Required work: Rewrite the listing below, changing every occurrence of "even-odd rule" to "nonzero winding rule" and leaving everything else untouched.

* start *

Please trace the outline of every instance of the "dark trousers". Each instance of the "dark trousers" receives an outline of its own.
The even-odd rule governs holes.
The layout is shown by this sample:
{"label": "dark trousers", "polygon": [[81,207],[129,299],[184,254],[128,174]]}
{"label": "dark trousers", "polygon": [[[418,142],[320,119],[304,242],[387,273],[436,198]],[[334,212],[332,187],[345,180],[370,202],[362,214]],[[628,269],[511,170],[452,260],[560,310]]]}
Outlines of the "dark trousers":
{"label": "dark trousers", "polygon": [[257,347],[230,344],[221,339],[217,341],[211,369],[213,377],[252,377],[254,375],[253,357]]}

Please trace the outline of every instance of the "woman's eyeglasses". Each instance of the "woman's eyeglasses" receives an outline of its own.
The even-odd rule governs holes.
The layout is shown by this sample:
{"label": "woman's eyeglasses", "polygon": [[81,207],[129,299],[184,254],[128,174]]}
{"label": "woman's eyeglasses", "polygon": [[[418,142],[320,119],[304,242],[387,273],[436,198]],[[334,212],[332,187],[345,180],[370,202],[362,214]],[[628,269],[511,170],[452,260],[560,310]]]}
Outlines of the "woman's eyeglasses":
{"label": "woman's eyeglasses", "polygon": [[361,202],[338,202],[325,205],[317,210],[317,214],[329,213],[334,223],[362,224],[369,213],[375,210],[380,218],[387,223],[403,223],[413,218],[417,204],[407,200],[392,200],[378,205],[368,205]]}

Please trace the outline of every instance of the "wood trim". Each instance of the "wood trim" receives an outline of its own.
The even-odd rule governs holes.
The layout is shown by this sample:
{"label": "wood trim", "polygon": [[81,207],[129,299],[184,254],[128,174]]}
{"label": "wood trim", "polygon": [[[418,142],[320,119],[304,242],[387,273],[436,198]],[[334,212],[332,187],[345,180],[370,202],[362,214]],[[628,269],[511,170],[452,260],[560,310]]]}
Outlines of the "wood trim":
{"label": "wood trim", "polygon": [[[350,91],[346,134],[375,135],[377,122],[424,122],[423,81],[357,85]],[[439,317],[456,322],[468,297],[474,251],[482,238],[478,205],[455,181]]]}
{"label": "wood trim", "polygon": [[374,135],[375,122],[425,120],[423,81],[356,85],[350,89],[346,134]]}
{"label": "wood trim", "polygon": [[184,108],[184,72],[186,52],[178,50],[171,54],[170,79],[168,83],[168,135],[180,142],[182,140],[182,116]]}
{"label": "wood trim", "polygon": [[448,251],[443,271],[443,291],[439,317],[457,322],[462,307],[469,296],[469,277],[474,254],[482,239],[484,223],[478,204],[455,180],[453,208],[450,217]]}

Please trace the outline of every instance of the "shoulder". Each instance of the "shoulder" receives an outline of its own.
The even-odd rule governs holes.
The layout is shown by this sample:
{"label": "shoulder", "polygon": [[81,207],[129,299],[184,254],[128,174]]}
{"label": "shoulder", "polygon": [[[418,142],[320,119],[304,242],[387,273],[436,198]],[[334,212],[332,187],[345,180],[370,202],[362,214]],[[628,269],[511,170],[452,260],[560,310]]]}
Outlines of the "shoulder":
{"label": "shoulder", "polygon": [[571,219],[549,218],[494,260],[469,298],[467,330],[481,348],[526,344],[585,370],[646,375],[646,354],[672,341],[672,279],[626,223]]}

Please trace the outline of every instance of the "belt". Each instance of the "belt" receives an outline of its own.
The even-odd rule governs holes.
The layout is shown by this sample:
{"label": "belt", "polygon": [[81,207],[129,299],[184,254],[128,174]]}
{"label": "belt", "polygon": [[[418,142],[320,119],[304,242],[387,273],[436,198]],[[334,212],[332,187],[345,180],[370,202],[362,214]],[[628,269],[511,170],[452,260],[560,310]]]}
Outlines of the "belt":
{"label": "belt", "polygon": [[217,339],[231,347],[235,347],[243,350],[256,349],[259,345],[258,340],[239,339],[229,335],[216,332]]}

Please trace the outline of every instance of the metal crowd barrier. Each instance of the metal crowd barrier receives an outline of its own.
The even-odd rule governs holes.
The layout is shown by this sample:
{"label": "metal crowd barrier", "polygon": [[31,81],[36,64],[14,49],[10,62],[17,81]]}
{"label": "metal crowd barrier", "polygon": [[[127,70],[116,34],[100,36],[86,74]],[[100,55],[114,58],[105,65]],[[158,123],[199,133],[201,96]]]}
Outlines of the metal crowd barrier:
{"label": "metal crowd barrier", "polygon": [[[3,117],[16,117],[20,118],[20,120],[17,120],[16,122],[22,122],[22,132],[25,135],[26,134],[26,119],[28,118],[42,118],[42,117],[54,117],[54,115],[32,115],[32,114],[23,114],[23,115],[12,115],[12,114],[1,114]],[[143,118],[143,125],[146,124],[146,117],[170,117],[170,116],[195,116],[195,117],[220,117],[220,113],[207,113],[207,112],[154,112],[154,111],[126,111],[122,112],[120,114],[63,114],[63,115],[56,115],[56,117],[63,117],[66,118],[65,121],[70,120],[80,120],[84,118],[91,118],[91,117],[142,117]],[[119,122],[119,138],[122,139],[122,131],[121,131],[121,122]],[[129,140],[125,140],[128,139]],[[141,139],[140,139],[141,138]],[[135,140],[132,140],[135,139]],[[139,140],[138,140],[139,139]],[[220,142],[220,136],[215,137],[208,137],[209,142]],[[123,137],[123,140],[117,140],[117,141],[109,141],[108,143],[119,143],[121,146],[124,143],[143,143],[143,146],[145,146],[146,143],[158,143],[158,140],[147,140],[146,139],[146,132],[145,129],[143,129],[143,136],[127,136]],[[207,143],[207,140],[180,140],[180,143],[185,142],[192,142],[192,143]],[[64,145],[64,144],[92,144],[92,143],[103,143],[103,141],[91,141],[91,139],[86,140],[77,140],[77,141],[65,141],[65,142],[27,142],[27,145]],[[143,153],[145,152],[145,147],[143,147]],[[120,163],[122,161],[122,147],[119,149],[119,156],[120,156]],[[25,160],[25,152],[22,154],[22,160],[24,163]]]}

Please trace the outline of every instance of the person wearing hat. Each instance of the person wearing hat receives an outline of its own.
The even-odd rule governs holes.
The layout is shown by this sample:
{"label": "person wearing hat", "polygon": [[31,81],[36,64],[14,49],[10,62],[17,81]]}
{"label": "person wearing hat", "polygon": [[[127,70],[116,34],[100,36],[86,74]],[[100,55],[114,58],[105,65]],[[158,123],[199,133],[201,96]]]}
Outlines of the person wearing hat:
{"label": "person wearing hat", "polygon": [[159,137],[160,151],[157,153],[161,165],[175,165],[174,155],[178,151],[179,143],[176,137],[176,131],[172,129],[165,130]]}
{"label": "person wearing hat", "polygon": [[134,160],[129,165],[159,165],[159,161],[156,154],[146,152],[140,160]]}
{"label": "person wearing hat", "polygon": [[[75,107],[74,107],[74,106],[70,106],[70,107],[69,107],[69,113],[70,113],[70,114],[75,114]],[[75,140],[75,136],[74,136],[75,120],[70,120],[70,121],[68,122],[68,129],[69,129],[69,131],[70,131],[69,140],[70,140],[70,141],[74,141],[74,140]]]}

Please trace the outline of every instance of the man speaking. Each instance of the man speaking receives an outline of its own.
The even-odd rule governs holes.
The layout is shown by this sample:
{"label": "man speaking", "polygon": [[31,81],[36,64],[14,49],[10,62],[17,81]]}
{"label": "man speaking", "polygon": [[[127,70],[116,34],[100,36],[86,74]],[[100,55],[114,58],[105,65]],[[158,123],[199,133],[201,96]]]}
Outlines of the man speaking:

* end *

Full solution:
Please trace the outline of every instance of the "dark trousers". Each instance of the "dark trousers" receives an outline of its own.
The nonzero winding rule governs holes.
The layout is shown by this sample:
{"label": "dark trousers", "polygon": [[81,207],[129,299],[184,254],[128,174]]}
{"label": "dark trousers", "polygon": [[[418,142],[320,119],[304,242],[387,273],[436,198]],[[334,212],[332,187],[345,180],[370,202],[362,214]],[[628,269],[511,170],[452,260],[560,310]]]}
Outlines of the "dark trousers":
{"label": "dark trousers", "polygon": [[257,347],[230,344],[221,339],[217,341],[211,369],[213,377],[252,377],[254,375],[253,357]]}

Please trace the outline of every instance of the "woman's eyeglasses". Each instance of the "woman's eyeglasses" receives an outline of its own.
The nonzero winding rule governs holes.
The layout is shown by this sample:
{"label": "woman's eyeglasses", "polygon": [[81,207],[129,299],[184,254],[128,174]]}
{"label": "woman's eyeglasses", "polygon": [[[418,142],[320,119],[304,242],[387,273],[436,198]],[[334,212],[332,187],[345,180],[370,202],[362,214]],[[628,269],[511,170],[452,260],[560,310]]]}
Outlines of the "woman's eyeglasses":
{"label": "woman's eyeglasses", "polygon": [[361,202],[338,202],[325,205],[317,210],[317,214],[329,213],[334,223],[362,224],[369,213],[375,210],[380,218],[387,223],[403,223],[413,218],[417,204],[407,200],[392,200],[378,205],[368,205]]}

Please trace the outline of every instance of the "wood trim". Each instance of the "wood trim" receives an outline of its own.
The nonzero winding rule governs holes.
The layout is shown by this sample:
{"label": "wood trim", "polygon": [[81,207],[129,299],[184,254],[128,174]]}
{"label": "wood trim", "polygon": [[[418,142],[320,119],[304,242],[387,273],[436,198]],[[334,212],[332,187],[345,180],[370,202],[362,214]],[[628,269],[511,170],[452,260],[560,310]]]}
Outlines of the "wood trim":
{"label": "wood trim", "polygon": [[[350,91],[346,134],[375,135],[377,122],[424,122],[423,81],[357,85]],[[439,317],[456,322],[468,297],[474,251],[482,238],[478,205],[455,181]]]}
{"label": "wood trim", "polygon": [[374,135],[375,122],[425,120],[423,81],[356,85],[350,89],[346,134]]}
{"label": "wood trim", "polygon": [[184,108],[184,72],[186,52],[178,50],[171,54],[170,79],[168,83],[168,135],[180,142],[182,140],[182,116]]}
{"label": "wood trim", "polygon": [[448,251],[443,271],[443,291],[439,317],[457,322],[462,307],[469,296],[469,277],[474,254],[482,239],[484,223],[478,204],[455,180],[453,208],[450,217]]}

Please trace the outline of every instance of the "shoulder". Each instance of the "shoulder" receives an outline of its own.
The nonzero winding rule governs holes.
The layout is shown by this sample:
{"label": "shoulder", "polygon": [[81,207],[129,299],[184,254],[128,174]]}
{"label": "shoulder", "polygon": [[[418,142],[320,119],[304,242],[387,273],[436,198]],[[334,212],[332,187],[345,180],[370,202],[362,214]],[[628,269],[511,170],[452,260],[560,310]]]}
Outlines of the "shoulder":
{"label": "shoulder", "polygon": [[571,219],[549,218],[494,260],[469,298],[467,330],[481,348],[526,344],[585,370],[646,375],[646,354],[672,341],[672,279],[626,223]]}

Please trace the outline of every instance of the "belt". Each instance of the "belt" receives an outline of its own.
The nonzero winding rule governs holes.
The layout is shown by this sample:
{"label": "belt", "polygon": [[81,207],[129,299],[184,254],[128,174]]}
{"label": "belt", "polygon": [[[418,142],[320,119],[304,242],[387,273],[436,198]],[[334,212],[332,187],[345,180],[370,202],[362,214]],[[628,269],[511,170],[452,260],[560,310]]]}
Outlines of the "belt":
{"label": "belt", "polygon": [[217,339],[231,347],[235,347],[243,350],[256,349],[259,345],[258,340],[239,339],[229,335],[216,332]]}

Please trace the outline of every instance of the metal crowd barrier. Each instance of the metal crowd barrier receives an outline of its own.
The nonzero winding rule governs holes.
The layout is shown by this sample:
{"label": "metal crowd barrier", "polygon": [[31,81],[36,64],[14,49],[10,62],[17,81]]}
{"label": "metal crowd barrier", "polygon": [[[127,70],[116,34],[100,36],[86,74]],[[100,55],[114,58],[105,65]],[[158,123],[199,133],[201,96]]]}
Outlines of the metal crowd barrier:
{"label": "metal crowd barrier", "polygon": [[[3,117],[16,117],[20,118],[20,120],[17,120],[16,122],[22,122],[22,132],[25,135],[26,134],[26,119],[28,118],[42,118],[42,117],[54,117],[54,115],[32,115],[32,114],[23,114],[23,115],[12,115],[12,114],[1,114]],[[143,118],[143,125],[146,124],[146,117],[170,117],[170,116],[195,116],[195,117],[220,117],[220,113],[207,113],[207,112],[154,112],[154,111],[126,111],[122,112],[120,114],[63,114],[63,115],[56,115],[56,117],[63,117],[66,118],[65,121],[70,120],[80,120],[84,118],[91,118],[91,117],[142,117]],[[119,122],[119,138],[122,139],[122,131],[121,131],[121,122]],[[129,140],[125,140],[128,139]],[[141,139],[140,139],[141,138]],[[135,140],[132,140],[135,139]],[[139,140],[138,140],[139,139]],[[220,142],[220,136],[215,137],[208,137],[209,142]],[[123,137],[123,140],[117,140],[117,141],[109,141],[108,143],[119,143],[121,146],[124,143],[143,143],[143,146],[145,146],[146,143],[158,143],[158,140],[147,140],[146,139],[146,132],[145,129],[143,129],[143,136],[127,136]],[[207,143],[207,140],[180,140],[180,143],[185,142],[192,142],[192,143]],[[64,145],[64,144],[92,144],[92,143],[103,143],[103,141],[91,141],[91,139],[86,140],[77,140],[77,141],[65,141],[65,142],[27,142],[27,145]],[[143,153],[145,152],[145,147],[143,147]],[[120,163],[122,161],[122,147],[119,149],[119,156],[120,156]],[[25,160],[25,152],[22,154],[22,160],[24,163]]]}

Please trace the outline of every instance of the person wearing hat. Each instance of the person wearing hat receives an outline of its own.
The nonzero winding rule governs holes.
The layout is shown by this sample:
{"label": "person wearing hat", "polygon": [[31,81],[36,64],[14,49],[10,62],[17,81]]}
{"label": "person wearing hat", "polygon": [[[127,70],[116,34],[100,36],[86,74]],[[100,55],[114,58],[105,65]],[[158,123],[199,133],[201,96]]]}
Outlines of the person wearing hat:
{"label": "person wearing hat", "polygon": [[159,137],[160,151],[157,153],[161,165],[175,165],[174,155],[178,151],[179,143],[176,137],[176,131],[172,129],[165,130]]}
{"label": "person wearing hat", "polygon": [[134,160],[129,165],[159,165],[159,161],[156,154],[146,152],[140,160]]}
{"label": "person wearing hat", "polygon": [[[75,107],[74,107],[74,106],[70,106],[70,107],[69,107],[69,113],[70,113],[70,114],[75,114]],[[75,140],[75,136],[74,136],[75,120],[70,120],[70,121],[68,122],[68,129],[69,129],[69,131],[70,131],[69,140],[70,140],[70,141],[74,141],[74,140]]]}

Please trace the outline of every instance of the man speaking. Each instance of the man speaking receives an outline of its own.
The nonzero winding rule governs holes.
The layout is shown by this sample:
{"label": "man speaking", "polygon": [[31,81],[36,64],[14,49],[10,62],[17,81]]}
{"label": "man speaking", "polygon": [[[127,70],[116,34],[100,36],[86,74]],[[100,55],[114,58],[105,65]],[[158,123],[199,133],[201,96]]]}
Outlines of the man speaking:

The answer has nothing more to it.